Every line from the line containing "Target: flat screen television" through the final line below is to be repeated exactly; no other line is.

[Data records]
____

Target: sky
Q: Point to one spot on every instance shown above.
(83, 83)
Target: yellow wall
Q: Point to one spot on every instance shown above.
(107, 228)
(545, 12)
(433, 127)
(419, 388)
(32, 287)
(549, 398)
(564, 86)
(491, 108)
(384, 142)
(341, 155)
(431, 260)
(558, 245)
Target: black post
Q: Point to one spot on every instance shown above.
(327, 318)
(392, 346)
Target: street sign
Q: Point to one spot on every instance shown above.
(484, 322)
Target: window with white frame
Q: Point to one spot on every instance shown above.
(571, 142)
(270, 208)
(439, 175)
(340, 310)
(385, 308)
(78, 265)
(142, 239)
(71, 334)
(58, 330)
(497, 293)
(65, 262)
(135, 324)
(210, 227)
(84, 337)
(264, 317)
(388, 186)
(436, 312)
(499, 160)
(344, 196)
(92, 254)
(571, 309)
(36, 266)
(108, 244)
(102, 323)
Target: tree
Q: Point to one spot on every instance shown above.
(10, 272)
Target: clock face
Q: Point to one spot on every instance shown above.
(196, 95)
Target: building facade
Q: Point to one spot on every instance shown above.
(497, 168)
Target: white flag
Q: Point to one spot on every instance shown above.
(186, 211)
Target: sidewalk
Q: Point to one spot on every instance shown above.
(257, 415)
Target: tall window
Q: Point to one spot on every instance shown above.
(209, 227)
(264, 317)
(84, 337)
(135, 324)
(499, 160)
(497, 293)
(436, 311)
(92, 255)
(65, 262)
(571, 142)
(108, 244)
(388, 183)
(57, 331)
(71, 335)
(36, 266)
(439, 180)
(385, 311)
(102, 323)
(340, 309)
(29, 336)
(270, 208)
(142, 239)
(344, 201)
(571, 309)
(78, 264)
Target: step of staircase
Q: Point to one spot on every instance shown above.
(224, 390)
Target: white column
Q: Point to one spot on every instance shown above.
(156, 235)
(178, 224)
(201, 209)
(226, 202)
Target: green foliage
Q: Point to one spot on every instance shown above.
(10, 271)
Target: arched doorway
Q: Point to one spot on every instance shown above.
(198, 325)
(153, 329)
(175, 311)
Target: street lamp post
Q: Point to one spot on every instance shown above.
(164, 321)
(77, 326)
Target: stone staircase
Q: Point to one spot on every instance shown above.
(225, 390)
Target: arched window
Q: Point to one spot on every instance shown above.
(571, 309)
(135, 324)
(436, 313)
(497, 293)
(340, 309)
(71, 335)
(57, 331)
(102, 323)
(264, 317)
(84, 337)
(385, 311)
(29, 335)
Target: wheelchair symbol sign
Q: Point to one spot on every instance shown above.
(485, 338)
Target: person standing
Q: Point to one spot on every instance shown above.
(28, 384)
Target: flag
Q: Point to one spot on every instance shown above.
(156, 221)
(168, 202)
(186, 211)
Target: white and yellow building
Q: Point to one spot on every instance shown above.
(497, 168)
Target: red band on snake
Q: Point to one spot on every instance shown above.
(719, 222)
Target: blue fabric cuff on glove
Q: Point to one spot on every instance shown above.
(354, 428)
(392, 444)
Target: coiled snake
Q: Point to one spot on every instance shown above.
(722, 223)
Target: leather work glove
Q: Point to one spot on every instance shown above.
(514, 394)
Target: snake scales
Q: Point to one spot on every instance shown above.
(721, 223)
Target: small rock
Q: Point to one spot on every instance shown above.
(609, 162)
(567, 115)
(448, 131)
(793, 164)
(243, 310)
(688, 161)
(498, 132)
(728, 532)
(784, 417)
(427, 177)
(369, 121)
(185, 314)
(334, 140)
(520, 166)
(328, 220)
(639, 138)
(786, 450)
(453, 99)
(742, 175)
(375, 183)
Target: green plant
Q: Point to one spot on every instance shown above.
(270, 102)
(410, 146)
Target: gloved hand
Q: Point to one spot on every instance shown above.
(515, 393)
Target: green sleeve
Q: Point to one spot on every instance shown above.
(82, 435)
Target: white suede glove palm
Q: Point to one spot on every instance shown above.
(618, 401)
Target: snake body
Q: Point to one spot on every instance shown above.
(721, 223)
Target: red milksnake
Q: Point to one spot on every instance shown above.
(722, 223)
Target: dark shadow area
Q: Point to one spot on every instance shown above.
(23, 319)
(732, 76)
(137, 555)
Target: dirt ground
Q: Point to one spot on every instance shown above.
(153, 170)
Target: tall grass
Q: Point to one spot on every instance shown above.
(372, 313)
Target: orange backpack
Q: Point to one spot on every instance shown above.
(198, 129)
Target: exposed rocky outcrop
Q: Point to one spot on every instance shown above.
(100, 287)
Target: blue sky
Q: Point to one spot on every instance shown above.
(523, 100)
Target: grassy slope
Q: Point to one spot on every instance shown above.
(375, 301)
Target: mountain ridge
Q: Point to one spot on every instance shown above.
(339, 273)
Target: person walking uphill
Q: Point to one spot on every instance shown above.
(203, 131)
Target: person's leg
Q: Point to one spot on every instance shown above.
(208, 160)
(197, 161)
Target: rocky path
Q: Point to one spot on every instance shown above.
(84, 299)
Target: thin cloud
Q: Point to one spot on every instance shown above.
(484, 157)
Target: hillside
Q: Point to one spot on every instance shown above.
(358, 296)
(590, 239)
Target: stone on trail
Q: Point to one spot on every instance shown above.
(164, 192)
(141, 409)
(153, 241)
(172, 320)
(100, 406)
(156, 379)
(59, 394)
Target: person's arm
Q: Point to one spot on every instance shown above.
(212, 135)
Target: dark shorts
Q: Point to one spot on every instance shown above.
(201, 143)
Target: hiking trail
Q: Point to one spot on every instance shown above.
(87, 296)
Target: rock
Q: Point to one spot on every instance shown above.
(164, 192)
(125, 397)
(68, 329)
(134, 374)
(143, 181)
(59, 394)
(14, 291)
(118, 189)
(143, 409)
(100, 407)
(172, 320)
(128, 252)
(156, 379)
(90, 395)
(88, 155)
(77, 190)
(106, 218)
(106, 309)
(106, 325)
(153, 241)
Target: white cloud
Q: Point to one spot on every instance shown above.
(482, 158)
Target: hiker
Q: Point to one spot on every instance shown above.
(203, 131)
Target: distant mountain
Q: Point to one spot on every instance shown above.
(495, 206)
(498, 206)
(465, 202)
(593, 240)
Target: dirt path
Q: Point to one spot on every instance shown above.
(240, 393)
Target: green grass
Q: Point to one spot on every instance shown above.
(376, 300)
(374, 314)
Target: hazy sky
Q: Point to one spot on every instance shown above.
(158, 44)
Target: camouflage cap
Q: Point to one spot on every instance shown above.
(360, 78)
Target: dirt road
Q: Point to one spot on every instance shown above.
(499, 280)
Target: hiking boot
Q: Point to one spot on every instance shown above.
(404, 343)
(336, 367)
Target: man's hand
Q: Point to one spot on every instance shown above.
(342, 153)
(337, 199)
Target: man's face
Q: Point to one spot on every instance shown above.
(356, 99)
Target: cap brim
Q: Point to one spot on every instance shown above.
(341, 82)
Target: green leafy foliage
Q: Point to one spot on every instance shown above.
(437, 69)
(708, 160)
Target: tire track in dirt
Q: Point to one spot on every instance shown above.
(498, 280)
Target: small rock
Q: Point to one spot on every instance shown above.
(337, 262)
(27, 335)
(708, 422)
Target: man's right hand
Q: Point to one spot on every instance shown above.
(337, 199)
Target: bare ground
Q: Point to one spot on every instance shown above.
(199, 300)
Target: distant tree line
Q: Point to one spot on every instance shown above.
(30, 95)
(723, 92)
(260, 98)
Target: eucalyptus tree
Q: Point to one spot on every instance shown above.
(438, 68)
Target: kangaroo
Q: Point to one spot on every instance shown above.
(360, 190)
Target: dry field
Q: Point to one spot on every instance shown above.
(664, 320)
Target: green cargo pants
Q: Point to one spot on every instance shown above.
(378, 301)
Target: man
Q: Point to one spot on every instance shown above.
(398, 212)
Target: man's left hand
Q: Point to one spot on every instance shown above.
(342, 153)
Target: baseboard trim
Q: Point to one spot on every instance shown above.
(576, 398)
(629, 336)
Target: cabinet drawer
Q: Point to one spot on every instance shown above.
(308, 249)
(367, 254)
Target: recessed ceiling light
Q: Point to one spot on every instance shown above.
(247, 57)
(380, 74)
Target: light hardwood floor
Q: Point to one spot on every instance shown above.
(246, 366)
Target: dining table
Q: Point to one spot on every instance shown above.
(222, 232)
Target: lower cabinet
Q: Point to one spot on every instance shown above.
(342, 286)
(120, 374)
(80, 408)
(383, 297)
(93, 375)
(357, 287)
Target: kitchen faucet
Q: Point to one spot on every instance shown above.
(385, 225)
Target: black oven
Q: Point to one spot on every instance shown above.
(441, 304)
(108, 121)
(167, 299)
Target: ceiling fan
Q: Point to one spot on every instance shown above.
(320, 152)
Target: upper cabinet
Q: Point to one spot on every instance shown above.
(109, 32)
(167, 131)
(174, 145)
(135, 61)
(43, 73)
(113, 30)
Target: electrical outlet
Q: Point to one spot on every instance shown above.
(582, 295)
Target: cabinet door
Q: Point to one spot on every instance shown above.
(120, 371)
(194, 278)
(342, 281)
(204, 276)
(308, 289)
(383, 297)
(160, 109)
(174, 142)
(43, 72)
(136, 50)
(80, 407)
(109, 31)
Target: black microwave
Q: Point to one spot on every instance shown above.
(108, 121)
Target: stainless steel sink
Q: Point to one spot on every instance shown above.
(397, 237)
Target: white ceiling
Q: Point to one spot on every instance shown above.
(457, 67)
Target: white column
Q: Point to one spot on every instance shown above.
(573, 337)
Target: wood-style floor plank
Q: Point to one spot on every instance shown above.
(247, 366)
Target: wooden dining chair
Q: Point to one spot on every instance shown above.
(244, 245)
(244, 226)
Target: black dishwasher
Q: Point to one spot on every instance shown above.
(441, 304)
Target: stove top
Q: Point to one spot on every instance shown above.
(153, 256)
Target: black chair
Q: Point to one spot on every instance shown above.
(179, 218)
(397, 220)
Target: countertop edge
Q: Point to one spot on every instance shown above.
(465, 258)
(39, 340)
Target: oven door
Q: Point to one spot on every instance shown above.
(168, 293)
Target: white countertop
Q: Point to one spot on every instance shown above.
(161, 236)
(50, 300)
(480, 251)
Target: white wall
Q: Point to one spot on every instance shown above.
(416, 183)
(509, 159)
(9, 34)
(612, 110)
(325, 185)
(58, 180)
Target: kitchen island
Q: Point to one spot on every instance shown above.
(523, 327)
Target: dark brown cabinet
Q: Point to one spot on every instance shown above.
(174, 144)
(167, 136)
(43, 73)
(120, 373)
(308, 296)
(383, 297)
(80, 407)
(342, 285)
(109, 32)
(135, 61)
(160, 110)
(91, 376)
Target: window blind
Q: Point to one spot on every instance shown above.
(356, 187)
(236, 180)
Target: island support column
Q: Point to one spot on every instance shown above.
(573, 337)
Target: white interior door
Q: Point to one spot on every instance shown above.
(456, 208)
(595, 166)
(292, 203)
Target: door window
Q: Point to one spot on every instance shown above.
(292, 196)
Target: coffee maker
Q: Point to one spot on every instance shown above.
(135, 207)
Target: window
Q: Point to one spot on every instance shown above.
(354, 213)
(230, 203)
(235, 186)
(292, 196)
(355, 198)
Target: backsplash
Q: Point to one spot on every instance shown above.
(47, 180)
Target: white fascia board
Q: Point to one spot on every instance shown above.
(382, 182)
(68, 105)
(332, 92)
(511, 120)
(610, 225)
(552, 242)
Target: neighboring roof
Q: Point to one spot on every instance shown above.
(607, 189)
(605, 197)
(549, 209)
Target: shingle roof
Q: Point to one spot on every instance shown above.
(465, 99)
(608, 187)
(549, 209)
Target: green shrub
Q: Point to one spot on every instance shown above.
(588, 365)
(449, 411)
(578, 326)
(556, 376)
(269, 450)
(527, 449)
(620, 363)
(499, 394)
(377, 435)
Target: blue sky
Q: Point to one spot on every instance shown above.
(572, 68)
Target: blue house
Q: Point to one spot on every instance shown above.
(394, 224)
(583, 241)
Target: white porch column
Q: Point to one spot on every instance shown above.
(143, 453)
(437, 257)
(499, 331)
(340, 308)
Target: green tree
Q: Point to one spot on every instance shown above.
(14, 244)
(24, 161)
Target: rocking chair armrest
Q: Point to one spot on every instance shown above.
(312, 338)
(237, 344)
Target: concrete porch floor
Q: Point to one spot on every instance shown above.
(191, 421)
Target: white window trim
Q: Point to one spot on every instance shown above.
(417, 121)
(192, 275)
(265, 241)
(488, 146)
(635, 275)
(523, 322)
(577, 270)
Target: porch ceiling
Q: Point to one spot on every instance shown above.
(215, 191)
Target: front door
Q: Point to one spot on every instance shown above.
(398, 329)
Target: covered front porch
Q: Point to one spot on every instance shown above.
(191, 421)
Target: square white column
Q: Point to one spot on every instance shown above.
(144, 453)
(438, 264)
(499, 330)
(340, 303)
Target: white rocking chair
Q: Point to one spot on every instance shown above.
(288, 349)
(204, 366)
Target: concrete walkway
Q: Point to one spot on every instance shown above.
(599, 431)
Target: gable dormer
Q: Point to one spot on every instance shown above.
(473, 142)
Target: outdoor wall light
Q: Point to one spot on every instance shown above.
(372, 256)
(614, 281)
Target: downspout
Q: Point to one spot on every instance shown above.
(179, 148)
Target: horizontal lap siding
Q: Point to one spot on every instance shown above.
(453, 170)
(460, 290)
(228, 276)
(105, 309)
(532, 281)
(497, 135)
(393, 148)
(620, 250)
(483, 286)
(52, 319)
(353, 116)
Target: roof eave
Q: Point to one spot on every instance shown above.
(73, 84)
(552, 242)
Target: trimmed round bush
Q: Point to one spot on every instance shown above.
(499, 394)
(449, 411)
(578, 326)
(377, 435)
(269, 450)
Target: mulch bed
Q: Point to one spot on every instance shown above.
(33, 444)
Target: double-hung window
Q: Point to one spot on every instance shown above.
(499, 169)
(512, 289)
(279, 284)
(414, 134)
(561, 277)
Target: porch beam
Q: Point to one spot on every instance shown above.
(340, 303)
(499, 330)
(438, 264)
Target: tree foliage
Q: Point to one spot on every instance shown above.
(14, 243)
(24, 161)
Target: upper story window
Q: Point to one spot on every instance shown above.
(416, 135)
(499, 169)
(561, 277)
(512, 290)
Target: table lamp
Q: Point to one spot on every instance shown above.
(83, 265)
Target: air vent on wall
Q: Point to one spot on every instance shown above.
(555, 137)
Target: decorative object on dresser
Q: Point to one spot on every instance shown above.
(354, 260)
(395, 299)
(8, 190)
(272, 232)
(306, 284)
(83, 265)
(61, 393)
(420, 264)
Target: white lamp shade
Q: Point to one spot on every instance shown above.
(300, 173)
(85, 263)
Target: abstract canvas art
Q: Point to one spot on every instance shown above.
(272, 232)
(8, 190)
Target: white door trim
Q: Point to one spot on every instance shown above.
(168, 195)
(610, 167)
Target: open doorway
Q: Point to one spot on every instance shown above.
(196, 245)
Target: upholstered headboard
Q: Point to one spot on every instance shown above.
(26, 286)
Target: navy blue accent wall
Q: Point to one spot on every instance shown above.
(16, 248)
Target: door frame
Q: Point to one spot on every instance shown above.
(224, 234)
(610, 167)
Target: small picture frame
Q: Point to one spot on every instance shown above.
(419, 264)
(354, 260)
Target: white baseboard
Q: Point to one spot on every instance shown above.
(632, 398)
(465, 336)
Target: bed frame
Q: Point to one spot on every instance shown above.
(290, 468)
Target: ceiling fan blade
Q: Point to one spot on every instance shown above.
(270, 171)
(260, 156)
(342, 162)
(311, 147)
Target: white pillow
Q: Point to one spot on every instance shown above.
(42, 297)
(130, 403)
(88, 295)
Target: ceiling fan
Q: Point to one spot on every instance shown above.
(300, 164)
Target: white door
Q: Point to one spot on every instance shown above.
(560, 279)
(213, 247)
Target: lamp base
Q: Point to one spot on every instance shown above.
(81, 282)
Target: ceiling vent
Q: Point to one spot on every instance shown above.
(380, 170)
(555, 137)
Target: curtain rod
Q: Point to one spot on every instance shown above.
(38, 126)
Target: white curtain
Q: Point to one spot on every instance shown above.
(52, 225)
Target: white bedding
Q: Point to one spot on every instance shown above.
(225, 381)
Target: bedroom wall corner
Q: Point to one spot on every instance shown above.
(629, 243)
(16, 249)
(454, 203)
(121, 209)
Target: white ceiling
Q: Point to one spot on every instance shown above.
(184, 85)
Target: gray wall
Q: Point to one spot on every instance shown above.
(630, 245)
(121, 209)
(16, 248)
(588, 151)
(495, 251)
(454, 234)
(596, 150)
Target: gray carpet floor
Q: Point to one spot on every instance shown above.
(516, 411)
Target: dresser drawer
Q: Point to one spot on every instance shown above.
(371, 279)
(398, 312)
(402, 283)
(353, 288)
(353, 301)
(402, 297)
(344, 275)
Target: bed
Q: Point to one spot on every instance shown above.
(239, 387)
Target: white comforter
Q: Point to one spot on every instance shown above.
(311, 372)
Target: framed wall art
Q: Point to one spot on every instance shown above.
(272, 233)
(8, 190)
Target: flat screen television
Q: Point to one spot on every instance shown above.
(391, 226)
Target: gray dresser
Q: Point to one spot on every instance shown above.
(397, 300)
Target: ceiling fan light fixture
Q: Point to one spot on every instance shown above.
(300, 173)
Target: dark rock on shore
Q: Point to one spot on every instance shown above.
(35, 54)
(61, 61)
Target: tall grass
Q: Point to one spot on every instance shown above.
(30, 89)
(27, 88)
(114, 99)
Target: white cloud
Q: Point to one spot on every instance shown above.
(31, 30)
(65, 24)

____

Response.
Target: flat screen television
Q: Point to one spot on every instance shown above.
(391, 226)
Target: gray dresser
Q: Point to one spot on every instance shown above.
(397, 300)
Target: ceiling fan light fixture
Q: Point to one spot on every instance shown above.
(300, 173)
Target: dark rock on shore
Q: Point to one spot on every instance shown above.
(35, 54)
(61, 61)
Target: tall grass
Q: Point to one spot on every instance shown above.
(30, 89)
(27, 88)
(114, 99)
Target: white cloud
Q: Point to one spot on every instance shown above.
(31, 30)
(65, 24)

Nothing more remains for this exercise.